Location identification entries
+-------+
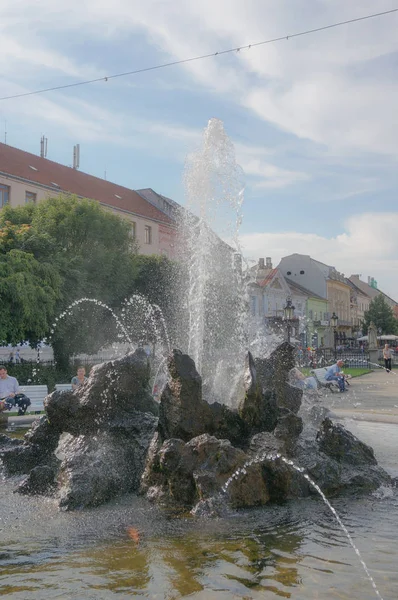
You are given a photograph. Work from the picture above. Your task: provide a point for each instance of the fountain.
(227, 422)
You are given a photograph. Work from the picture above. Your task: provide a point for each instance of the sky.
(313, 118)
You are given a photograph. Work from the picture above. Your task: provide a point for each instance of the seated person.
(79, 379)
(334, 373)
(8, 389)
(298, 379)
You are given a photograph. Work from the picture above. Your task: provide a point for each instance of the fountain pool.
(291, 551)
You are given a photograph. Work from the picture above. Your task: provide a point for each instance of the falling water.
(145, 320)
(214, 298)
(277, 456)
(68, 312)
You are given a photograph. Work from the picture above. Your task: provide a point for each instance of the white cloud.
(324, 87)
(369, 245)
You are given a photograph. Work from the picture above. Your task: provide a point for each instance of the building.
(315, 329)
(326, 283)
(370, 291)
(269, 293)
(359, 305)
(25, 177)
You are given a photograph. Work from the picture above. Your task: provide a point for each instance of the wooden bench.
(36, 395)
(63, 387)
(319, 375)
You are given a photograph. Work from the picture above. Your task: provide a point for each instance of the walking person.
(334, 374)
(79, 379)
(387, 355)
(8, 389)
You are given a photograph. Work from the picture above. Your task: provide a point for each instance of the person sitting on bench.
(334, 374)
(8, 389)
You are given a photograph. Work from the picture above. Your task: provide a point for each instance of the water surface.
(291, 551)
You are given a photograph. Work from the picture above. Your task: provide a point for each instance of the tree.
(382, 316)
(71, 249)
(29, 292)
(67, 249)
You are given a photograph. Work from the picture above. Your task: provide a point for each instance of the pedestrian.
(79, 379)
(8, 389)
(334, 373)
(387, 357)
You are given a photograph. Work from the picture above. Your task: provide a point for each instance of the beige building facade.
(26, 178)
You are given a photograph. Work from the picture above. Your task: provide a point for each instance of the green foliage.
(382, 316)
(64, 249)
(29, 292)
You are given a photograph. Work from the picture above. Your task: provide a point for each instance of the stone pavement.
(371, 397)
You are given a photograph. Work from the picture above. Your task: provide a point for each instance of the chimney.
(76, 156)
(43, 146)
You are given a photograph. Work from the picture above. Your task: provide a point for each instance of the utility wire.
(203, 56)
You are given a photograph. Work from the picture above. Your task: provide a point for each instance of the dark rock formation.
(106, 439)
(343, 446)
(182, 474)
(272, 375)
(40, 481)
(183, 413)
(258, 409)
(101, 434)
(19, 457)
(112, 389)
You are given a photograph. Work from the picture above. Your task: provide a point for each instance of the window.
(30, 197)
(148, 234)
(254, 305)
(4, 194)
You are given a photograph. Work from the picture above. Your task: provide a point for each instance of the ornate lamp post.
(333, 324)
(288, 315)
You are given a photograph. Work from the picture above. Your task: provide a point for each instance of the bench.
(63, 387)
(36, 394)
(319, 375)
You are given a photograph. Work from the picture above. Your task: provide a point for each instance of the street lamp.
(333, 323)
(288, 315)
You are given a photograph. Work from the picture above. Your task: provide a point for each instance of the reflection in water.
(291, 551)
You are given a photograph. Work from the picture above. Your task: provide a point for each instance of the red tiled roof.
(17, 163)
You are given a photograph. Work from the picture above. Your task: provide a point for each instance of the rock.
(289, 427)
(343, 446)
(227, 424)
(266, 442)
(114, 388)
(19, 459)
(43, 434)
(183, 413)
(6, 441)
(185, 474)
(258, 409)
(272, 376)
(95, 468)
(41, 481)
(249, 489)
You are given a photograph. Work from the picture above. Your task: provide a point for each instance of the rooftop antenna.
(76, 156)
(43, 146)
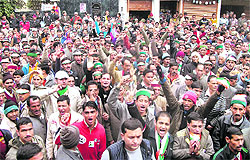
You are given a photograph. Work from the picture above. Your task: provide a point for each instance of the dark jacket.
(169, 151)
(188, 68)
(117, 151)
(176, 109)
(219, 134)
(225, 153)
(66, 154)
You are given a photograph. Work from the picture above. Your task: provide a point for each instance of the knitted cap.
(6, 77)
(190, 95)
(239, 99)
(180, 54)
(9, 106)
(69, 136)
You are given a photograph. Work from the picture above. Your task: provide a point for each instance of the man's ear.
(227, 139)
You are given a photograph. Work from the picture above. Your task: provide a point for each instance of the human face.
(66, 67)
(173, 70)
(12, 115)
(71, 81)
(105, 80)
(38, 156)
(143, 57)
(127, 65)
(195, 59)
(63, 107)
(97, 79)
(199, 71)
(162, 125)
(9, 84)
(238, 111)
(24, 96)
(132, 138)
(142, 104)
(32, 60)
(92, 90)
(203, 51)
(90, 115)
(198, 91)
(17, 78)
(35, 107)
(179, 59)
(187, 104)
(212, 85)
(37, 81)
(2, 98)
(235, 143)
(230, 64)
(78, 59)
(166, 62)
(148, 78)
(195, 126)
(62, 82)
(25, 132)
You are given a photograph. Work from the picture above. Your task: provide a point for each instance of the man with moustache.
(37, 116)
(234, 148)
(92, 134)
(25, 134)
(65, 116)
(161, 140)
(237, 119)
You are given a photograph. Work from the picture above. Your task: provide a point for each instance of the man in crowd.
(65, 116)
(132, 144)
(193, 141)
(25, 134)
(234, 147)
(237, 119)
(92, 133)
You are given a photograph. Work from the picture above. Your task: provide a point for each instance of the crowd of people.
(105, 88)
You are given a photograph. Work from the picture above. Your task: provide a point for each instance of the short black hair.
(90, 104)
(233, 131)
(131, 124)
(27, 151)
(63, 98)
(25, 86)
(163, 114)
(146, 71)
(91, 83)
(194, 116)
(19, 72)
(23, 121)
(196, 84)
(210, 77)
(173, 63)
(33, 97)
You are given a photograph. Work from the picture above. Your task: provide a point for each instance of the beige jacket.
(50, 97)
(181, 145)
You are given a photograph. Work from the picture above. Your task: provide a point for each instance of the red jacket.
(92, 144)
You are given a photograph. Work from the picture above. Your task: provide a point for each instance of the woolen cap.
(69, 136)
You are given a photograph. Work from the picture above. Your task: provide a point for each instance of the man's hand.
(105, 116)
(159, 71)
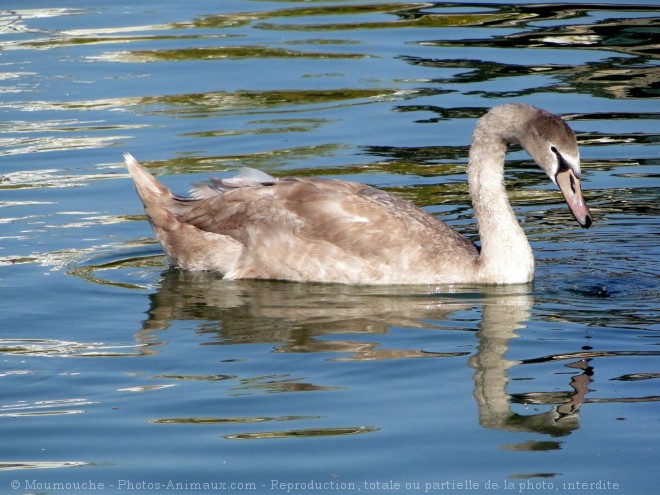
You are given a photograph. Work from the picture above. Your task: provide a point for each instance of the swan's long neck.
(506, 256)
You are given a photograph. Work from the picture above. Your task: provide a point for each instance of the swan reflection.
(299, 318)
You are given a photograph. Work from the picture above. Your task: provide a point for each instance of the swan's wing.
(360, 220)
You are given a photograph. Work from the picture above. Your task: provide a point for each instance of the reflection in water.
(316, 318)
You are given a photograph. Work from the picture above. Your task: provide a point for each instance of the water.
(118, 374)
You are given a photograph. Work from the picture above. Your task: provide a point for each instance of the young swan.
(316, 230)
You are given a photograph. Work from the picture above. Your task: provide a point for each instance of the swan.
(255, 226)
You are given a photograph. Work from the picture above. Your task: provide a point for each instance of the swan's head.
(553, 146)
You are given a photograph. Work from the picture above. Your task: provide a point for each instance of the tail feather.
(150, 190)
(186, 246)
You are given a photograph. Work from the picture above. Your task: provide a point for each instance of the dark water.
(118, 374)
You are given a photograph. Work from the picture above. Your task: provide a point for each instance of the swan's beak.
(570, 188)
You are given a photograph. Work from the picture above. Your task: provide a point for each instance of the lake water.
(120, 375)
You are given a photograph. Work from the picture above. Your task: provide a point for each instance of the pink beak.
(570, 188)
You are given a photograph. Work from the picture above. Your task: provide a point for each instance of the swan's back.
(303, 229)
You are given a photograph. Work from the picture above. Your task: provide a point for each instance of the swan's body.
(316, 230)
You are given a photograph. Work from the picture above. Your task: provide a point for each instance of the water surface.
(118, 371)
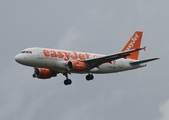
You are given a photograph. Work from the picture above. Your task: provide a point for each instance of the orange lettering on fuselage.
(53, 53)
(66, 55)
(60, 54)
(46, 53)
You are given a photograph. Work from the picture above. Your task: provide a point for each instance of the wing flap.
(143, 61)
(95, 62)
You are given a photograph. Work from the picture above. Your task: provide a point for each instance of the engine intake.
(44, 73)
(76, 66)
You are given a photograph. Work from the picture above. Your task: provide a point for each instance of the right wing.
(143, 61)
(95, 62)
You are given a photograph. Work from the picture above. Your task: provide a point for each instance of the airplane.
(48, 62)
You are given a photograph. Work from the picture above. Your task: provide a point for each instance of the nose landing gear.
(67, 81)
(89, 77)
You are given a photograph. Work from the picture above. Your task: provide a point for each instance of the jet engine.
(44, 73)
(76, 66)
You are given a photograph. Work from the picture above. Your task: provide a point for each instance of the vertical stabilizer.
(133, 43)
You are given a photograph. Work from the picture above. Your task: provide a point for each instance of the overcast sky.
(92, 26)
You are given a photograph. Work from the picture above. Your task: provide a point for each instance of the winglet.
(144, 48)
(133, 43)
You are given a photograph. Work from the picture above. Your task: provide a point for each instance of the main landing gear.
(69, 81)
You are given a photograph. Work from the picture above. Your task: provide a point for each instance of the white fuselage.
(57, 60)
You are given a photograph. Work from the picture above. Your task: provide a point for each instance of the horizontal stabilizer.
(143, 61)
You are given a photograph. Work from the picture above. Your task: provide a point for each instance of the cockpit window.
(29, 52)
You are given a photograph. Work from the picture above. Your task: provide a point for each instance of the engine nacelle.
(43, 73)
(76, 66)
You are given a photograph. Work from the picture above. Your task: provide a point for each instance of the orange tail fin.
(133, 43)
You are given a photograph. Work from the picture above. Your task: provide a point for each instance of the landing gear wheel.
(67, 82)
(89, 77)
(34, 75)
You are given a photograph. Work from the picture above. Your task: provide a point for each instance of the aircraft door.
(40, 55)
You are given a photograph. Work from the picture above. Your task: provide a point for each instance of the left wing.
(95, 62)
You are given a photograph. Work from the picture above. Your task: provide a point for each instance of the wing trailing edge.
(143, 61)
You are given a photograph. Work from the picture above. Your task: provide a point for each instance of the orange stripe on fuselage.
(66, 55)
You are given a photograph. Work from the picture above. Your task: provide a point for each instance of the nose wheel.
(89, 77)
(67, 81)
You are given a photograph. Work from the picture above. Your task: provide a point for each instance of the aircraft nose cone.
(18, 58)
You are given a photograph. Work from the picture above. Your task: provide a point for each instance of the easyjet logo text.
(133, 40)
(65, 55)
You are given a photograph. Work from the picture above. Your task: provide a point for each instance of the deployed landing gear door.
(40, 56)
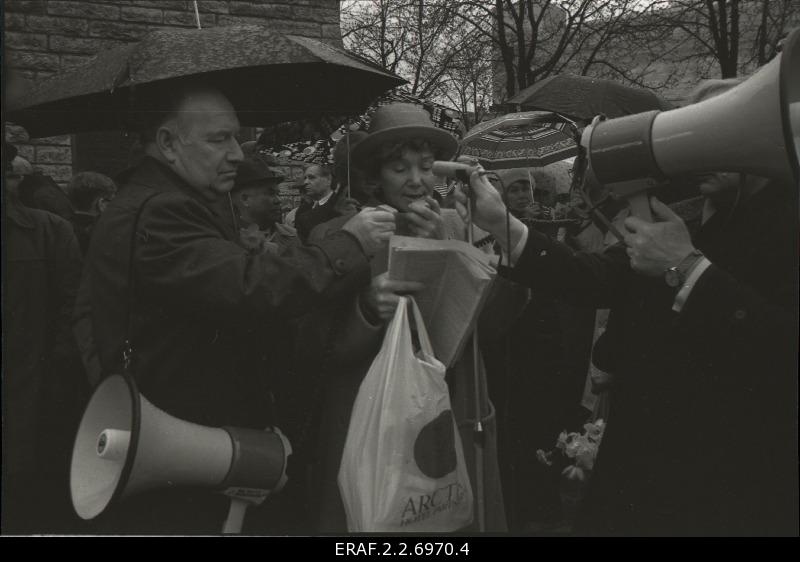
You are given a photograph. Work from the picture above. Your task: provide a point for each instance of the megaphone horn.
(125, 446)
(752, 128)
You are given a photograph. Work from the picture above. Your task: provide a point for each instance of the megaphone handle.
(233, 524)
(640, 206)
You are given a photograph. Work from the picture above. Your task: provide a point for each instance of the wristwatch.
(676, 276)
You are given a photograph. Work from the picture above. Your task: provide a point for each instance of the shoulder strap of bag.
(127, 347)
(422, 331)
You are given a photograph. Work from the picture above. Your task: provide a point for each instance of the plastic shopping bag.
(403, 465)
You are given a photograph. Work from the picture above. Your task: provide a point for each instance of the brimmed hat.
(254, 170)
(400, 122)
(513, 175)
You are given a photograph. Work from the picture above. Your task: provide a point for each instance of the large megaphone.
(753, 128)
(125, 446)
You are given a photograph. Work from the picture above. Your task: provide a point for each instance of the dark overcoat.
(702, 435)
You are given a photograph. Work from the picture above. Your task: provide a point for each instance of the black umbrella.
(269, 78)
(582, 97)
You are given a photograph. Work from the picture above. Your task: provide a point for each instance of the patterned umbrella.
(518, 140)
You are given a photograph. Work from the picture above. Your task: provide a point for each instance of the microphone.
(457, 170)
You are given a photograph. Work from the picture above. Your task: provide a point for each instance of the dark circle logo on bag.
(435, 447)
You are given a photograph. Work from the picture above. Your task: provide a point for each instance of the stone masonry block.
(82, 10)
(117, 30)
(34, 61)
(15, 22)
(213, 6)
(58, 172)
(28, 41)
(306, 29)
(321, 15)
(79, 45)
(71, 61)
(61, 140)
(53, 155)
(161, 4)
(25, 6)
(62, 25)
(331, 31)
(187, 19)
(26, 151)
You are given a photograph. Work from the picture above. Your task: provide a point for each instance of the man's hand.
(347, 206)
(383, 295)
(489, 211)
(424, 219)
(657, 246)
(372, 227)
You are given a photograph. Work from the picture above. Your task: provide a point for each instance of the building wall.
(42, 37)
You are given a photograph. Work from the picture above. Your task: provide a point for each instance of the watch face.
(673, 277)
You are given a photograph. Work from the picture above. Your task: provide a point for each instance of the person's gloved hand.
(383, 295)
(424, 219)
(347, 206)
(372, 227)
(489, 211)
(656, 246)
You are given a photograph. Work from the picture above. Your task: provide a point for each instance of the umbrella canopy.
(269, 77)
(582, 97)
(517, 140)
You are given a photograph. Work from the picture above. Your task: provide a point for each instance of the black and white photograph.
(407, 277)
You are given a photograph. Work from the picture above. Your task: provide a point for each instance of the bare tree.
(417, 39)
(736, 35)
(535, 39)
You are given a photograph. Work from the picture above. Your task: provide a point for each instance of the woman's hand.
(424, 219)
(383, 295)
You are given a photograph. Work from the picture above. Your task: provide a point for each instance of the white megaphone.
(753, 128)
(125, 446)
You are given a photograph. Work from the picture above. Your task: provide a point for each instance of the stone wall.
(42, 37)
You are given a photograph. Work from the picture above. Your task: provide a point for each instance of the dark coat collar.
(155, 175)
(18, 213)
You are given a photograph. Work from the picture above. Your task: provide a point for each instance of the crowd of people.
(236, 315)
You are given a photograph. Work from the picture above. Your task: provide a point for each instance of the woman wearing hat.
(397, 157)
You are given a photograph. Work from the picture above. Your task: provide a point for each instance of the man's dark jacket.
(702, 435)
(209, 319)
(43, 391)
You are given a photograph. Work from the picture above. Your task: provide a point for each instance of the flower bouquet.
(578, 453)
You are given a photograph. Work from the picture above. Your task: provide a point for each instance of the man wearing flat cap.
(256, 197)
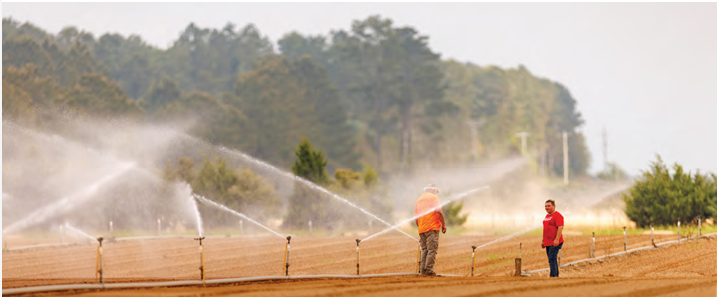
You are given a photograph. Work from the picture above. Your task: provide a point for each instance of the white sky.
(646, 72)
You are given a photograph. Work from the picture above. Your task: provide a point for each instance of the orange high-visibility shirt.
(430, 221)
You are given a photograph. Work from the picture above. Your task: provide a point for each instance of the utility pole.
(523, 135)
(605, 148)
(475, 125)
(565, 157)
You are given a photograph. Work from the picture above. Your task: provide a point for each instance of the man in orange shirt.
(431, 221)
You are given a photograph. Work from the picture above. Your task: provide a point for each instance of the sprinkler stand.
(625, 240)
(98, 265)
(201, 255)
(679, 229)
(286, 256)
(473, 259)
(358, 261)
(418, 259)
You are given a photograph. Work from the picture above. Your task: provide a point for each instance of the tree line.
(373, 95)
+-------+
* _Instructions to follow_
Up to and including the last line of the listing, starting at the line with "wearing flat cap.", extract every line exactly and leave out the pictures.

* _Answer to this task_
You are given a photograph. Work from the picture above. Your task: provide a point for each instance of the man wearing flat cap.
(256, 197)
You are given a photograph. Work from the picture above. Your task: provide a point for each instance of the white sky.
(646, 72)
You are given a photograph. Work from the picture above. Your task: provide a point for each instance of the orange high-visibility shirt.
(430, 221)
You are given a photograph. Work from the picture above. Your task: provide a point for each instance of the utility pole.
(523, 135)
(605, 148)
(475, 125)
(565, 157)
You are given a photograph. Work from the picture above. Your task: provide a point for each instance of the man in orange shirt.
(431, 221)
You are given a photograph. Work from the picture above. Your task: provide a point for each instance of the sprinkler stand.
(625, 240)
(98, 265)
(201, 255)
(679, 229)
(286, 256)
(473, 259)
(358, 261)
(418, 259)
You are given a photograph. Work from the picture above. Your task: provide a point for each instance of the tree line.
(373, 95)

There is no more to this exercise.